Required work | Using the entries below, output exactly the line containing "Where can the green jacket" and all lines that follow it to the end.

Dataset |
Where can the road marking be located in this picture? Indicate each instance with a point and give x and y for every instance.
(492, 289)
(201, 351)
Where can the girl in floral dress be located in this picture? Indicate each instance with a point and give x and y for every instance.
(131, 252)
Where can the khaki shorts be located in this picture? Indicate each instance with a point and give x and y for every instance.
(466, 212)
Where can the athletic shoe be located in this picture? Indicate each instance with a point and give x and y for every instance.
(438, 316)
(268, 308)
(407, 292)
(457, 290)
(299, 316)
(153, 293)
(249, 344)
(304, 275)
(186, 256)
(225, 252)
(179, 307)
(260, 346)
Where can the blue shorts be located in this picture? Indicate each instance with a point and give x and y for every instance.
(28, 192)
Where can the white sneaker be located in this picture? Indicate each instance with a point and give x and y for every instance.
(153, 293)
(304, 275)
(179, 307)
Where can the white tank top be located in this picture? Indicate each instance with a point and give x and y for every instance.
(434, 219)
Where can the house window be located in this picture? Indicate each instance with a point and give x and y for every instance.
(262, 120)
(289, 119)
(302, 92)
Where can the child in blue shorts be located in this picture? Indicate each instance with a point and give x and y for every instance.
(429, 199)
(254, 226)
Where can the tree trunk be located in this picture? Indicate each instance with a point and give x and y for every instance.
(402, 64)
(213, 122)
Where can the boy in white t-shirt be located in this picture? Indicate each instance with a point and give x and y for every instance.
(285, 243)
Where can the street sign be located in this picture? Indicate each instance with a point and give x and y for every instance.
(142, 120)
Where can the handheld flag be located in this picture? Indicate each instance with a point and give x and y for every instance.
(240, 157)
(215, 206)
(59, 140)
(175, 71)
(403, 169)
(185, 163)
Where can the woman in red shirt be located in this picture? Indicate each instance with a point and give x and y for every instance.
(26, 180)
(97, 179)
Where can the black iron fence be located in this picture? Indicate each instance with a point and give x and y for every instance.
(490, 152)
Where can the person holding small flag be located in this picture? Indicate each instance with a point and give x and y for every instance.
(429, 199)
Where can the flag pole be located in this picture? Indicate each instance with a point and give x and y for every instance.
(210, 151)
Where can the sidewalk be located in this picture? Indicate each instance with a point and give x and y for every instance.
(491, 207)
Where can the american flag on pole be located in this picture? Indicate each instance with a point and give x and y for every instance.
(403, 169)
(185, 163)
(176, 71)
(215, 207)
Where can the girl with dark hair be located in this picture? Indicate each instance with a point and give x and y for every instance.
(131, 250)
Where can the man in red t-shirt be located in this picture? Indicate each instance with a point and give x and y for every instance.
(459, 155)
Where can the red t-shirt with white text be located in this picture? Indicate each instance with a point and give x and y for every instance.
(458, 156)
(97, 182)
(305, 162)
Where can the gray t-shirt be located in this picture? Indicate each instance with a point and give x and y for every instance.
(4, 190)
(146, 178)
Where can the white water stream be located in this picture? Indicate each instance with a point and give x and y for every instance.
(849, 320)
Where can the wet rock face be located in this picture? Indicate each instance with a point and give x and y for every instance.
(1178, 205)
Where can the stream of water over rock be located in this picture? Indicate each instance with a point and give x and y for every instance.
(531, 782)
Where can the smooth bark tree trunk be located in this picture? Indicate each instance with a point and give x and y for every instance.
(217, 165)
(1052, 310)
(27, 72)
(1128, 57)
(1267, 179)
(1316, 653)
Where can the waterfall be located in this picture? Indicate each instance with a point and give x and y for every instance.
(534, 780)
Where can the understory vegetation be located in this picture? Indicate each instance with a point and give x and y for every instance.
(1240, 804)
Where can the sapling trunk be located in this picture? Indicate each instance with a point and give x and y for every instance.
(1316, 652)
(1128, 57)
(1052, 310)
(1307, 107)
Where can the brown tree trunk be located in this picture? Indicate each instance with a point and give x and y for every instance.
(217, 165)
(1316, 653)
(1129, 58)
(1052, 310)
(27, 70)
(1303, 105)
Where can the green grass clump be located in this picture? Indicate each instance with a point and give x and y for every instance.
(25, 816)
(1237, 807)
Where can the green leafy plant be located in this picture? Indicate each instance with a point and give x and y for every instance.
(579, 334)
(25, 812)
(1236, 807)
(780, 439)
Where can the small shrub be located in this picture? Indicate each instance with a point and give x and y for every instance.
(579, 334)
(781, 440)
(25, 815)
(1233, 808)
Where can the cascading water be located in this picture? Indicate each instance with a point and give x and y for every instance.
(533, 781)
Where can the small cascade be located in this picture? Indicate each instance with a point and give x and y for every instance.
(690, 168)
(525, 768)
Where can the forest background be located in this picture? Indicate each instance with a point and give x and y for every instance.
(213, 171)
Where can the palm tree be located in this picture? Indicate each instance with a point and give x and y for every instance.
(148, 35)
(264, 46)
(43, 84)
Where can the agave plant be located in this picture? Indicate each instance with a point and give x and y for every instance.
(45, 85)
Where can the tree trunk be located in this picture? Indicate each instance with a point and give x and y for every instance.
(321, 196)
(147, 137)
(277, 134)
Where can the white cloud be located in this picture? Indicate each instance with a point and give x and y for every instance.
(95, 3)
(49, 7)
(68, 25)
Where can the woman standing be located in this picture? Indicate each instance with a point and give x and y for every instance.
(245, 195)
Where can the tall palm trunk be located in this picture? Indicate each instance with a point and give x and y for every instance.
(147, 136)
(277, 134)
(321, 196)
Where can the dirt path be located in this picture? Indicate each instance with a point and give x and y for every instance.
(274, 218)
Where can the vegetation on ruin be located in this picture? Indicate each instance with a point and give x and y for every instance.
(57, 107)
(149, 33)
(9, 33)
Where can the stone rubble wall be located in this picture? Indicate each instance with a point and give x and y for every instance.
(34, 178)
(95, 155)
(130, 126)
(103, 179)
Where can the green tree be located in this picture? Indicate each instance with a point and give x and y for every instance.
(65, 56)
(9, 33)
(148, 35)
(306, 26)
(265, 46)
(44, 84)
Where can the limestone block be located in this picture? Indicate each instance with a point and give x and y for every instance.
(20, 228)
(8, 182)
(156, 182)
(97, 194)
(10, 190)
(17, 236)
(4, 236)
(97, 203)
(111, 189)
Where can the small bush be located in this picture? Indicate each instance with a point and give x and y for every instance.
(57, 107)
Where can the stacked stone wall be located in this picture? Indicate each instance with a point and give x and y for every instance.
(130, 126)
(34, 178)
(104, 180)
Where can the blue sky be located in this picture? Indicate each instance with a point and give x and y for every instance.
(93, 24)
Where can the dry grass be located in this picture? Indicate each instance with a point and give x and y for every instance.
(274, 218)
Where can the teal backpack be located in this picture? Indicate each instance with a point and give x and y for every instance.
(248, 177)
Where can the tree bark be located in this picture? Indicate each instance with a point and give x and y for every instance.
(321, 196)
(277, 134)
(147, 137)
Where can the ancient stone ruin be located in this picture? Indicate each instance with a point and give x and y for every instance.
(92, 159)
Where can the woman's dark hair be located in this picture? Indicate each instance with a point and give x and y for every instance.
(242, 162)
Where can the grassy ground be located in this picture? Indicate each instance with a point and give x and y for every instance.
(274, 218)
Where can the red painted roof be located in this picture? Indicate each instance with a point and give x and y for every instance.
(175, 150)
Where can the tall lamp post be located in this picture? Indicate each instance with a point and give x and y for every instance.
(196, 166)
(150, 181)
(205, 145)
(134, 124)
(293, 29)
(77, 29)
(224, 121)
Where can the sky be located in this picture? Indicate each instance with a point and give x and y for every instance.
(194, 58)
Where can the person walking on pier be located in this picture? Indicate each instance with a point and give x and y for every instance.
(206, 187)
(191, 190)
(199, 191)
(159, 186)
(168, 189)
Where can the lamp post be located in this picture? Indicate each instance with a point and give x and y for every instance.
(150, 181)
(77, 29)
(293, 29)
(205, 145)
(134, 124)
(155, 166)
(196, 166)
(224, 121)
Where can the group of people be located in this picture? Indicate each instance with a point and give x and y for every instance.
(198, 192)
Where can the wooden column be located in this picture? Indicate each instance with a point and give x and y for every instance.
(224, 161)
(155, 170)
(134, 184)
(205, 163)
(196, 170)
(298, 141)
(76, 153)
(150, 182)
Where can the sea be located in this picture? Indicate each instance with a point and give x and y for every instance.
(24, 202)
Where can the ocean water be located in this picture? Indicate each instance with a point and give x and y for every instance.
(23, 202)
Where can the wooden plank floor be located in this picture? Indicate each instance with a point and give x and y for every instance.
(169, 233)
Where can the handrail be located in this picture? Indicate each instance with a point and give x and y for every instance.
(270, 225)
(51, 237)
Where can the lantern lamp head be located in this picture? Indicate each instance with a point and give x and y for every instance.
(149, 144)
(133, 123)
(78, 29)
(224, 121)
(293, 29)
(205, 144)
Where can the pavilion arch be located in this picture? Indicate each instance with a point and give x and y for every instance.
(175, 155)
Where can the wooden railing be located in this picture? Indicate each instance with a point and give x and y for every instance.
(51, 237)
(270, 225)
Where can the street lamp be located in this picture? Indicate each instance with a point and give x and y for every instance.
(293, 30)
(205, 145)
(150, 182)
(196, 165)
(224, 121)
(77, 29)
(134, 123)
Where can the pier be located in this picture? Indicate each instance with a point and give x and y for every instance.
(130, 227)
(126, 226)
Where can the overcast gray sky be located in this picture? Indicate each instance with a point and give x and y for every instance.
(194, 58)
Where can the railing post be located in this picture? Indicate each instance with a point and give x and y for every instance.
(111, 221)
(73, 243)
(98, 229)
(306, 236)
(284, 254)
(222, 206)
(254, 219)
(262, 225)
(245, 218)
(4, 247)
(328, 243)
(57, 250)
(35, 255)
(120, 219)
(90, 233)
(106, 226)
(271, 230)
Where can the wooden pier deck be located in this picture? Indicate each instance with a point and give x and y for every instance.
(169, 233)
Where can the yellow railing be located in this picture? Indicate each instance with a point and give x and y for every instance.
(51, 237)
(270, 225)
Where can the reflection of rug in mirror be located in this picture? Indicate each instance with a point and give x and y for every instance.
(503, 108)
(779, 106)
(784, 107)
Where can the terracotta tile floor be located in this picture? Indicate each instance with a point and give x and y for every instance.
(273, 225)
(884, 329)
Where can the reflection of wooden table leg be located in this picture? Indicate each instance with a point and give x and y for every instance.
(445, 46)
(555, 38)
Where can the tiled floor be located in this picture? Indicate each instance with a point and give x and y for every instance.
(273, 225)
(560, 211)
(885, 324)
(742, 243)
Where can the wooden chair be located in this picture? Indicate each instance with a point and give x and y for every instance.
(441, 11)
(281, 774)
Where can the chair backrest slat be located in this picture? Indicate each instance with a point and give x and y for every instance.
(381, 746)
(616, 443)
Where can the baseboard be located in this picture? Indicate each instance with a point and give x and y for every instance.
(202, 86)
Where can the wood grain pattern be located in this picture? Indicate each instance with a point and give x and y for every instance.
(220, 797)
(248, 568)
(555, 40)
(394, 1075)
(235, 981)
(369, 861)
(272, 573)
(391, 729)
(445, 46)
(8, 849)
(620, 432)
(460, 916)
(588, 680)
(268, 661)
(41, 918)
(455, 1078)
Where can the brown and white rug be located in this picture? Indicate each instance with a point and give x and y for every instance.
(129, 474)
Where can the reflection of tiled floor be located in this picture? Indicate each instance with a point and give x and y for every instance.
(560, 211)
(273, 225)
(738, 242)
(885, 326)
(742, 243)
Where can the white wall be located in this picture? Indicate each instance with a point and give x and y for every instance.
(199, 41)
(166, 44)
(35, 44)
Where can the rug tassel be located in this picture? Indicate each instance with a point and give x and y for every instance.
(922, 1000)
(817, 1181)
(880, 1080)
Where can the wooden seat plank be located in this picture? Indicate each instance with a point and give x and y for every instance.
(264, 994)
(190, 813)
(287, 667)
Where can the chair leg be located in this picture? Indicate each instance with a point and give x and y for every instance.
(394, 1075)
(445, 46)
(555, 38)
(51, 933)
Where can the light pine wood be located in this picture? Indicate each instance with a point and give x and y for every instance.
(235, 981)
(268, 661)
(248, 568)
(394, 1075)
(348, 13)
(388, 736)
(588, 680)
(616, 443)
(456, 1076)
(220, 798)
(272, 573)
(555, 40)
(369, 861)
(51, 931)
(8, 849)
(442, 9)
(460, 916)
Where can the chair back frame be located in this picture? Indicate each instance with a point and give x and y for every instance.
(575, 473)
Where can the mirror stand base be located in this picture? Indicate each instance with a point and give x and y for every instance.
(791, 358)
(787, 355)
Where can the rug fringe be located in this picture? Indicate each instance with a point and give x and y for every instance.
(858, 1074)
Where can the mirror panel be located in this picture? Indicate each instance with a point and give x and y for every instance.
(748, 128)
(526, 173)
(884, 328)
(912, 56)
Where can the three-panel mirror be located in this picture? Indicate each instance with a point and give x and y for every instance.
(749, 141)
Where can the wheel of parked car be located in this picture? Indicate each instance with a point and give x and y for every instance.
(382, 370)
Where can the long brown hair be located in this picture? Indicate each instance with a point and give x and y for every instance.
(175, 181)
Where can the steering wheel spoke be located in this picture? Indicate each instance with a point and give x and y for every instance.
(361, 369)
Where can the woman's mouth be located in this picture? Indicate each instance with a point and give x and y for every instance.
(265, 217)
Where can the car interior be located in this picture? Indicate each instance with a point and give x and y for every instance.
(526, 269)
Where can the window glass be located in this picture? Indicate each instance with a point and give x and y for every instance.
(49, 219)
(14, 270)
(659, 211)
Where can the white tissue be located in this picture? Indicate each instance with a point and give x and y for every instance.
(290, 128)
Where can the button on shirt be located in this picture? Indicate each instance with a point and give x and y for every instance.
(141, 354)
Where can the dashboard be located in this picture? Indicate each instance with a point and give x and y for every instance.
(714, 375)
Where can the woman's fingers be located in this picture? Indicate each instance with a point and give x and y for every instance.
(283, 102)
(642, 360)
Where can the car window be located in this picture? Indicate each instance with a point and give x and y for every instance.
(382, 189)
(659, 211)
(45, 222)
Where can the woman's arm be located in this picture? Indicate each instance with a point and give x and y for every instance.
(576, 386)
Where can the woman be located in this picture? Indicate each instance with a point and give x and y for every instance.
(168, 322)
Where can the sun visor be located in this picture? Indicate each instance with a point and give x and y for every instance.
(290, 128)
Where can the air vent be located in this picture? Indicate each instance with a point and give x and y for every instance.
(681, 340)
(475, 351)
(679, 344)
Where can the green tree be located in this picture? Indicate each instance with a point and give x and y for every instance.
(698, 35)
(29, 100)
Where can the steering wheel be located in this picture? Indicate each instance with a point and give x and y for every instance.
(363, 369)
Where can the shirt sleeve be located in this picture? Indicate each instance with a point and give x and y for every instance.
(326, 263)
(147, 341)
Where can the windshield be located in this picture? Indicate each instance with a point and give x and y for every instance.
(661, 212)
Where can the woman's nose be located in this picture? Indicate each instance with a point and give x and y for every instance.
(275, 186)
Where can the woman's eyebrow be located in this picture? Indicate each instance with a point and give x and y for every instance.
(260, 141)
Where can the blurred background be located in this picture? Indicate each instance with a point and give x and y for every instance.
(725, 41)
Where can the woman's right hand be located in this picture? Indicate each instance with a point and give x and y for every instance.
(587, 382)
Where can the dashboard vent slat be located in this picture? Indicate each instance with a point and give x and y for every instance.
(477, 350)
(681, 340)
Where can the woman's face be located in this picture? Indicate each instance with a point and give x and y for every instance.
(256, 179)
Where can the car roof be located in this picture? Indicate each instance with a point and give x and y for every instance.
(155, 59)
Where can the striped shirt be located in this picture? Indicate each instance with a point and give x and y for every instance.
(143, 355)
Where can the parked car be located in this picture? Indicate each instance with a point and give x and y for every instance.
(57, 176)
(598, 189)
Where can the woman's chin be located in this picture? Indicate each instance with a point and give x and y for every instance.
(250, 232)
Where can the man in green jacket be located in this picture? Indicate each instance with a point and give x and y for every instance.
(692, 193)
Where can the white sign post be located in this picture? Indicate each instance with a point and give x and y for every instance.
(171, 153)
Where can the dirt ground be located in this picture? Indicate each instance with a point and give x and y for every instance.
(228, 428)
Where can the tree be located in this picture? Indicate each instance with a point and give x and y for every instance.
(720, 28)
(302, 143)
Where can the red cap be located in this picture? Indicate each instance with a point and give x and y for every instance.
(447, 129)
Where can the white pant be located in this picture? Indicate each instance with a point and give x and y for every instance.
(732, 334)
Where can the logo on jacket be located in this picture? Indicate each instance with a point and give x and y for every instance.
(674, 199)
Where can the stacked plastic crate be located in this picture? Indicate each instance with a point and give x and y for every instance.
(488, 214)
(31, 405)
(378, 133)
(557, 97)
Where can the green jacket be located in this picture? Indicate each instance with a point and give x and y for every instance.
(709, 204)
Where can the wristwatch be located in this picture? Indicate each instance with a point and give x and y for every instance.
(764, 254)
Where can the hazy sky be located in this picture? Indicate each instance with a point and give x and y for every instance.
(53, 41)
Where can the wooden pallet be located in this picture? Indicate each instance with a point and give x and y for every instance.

Exercise solution |
Where can the green jacket be located in this picture? Indicate each instance with a point and give x and y for every instance.
(709, 204)
Where can the wristwatch be located in this picture? Indicate each instance with a point and give x and y for every instance.
(764, 254)
Where can the hazy sky be located in this picture? Indicate each instance with a point and give x and y for every instance.
(53, 41)
Where can the wooden pallet be located in this picture? Indicate each instance with a point and give x and y for every instance.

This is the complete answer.